Short problem — Reproduce the records below word for word, from their first line through the line containing "83), (301, 38)]", with both of those lines included.

Collected data entries:
▼

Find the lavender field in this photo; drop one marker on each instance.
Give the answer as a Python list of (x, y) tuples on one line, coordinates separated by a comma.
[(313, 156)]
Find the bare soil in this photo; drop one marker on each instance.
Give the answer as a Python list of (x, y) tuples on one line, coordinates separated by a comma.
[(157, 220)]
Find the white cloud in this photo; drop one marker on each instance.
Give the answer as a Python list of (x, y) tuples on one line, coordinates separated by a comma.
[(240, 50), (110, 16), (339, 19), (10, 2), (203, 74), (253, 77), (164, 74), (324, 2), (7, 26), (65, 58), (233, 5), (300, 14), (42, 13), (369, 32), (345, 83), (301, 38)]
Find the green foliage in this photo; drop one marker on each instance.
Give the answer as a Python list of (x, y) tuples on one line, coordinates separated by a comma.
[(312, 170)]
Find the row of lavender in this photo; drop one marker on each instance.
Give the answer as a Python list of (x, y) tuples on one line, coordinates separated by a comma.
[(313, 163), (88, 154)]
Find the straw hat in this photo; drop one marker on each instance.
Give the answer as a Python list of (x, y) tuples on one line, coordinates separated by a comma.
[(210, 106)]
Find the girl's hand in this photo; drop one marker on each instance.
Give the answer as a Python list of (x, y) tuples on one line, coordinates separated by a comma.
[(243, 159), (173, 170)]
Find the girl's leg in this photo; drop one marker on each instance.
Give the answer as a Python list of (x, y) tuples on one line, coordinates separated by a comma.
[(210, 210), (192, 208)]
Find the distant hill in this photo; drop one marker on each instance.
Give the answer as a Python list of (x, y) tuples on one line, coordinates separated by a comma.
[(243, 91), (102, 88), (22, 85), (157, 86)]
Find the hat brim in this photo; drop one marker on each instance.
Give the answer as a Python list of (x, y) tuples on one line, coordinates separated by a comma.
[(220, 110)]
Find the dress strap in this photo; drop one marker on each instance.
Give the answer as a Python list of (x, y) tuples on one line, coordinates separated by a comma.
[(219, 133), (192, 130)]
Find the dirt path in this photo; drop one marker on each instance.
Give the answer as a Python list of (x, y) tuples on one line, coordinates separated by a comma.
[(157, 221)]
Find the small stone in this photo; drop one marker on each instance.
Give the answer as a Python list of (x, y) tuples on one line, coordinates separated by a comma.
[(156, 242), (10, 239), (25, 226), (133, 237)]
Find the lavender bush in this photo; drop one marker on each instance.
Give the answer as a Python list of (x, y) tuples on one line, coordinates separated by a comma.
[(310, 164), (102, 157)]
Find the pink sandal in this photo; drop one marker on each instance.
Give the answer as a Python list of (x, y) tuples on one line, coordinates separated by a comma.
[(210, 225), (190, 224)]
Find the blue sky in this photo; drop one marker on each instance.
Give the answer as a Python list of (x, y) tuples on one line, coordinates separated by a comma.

▲

Worked solution —
Find the lavender field in this photo; drop one marker on each instance.
Give the answer as a Python list of (x, y) tuples on one line, coordinates separated by a comma.
[(313, 156)]
Find the bare soil in this photo; drop one marker on each instance.
Give the answer as a Python list of (x, y) tuples on one line, coordinates separated by a comma.
[(157, 220)]
Find the white cloud in this photo; drop one marker on each instance.
Give the answer as a Python list of (x, y) tuples on one line, coordinates separated by a comma.
[(240, 50), (110, 16), (339, 19), (10, 2), (203, 74), (253, 77), (164, 74), (324, 2), (7, 26), (65, 58), (233, 5), (300, 14), (42, 13), (369, 32), (345, 83), (301, 38)]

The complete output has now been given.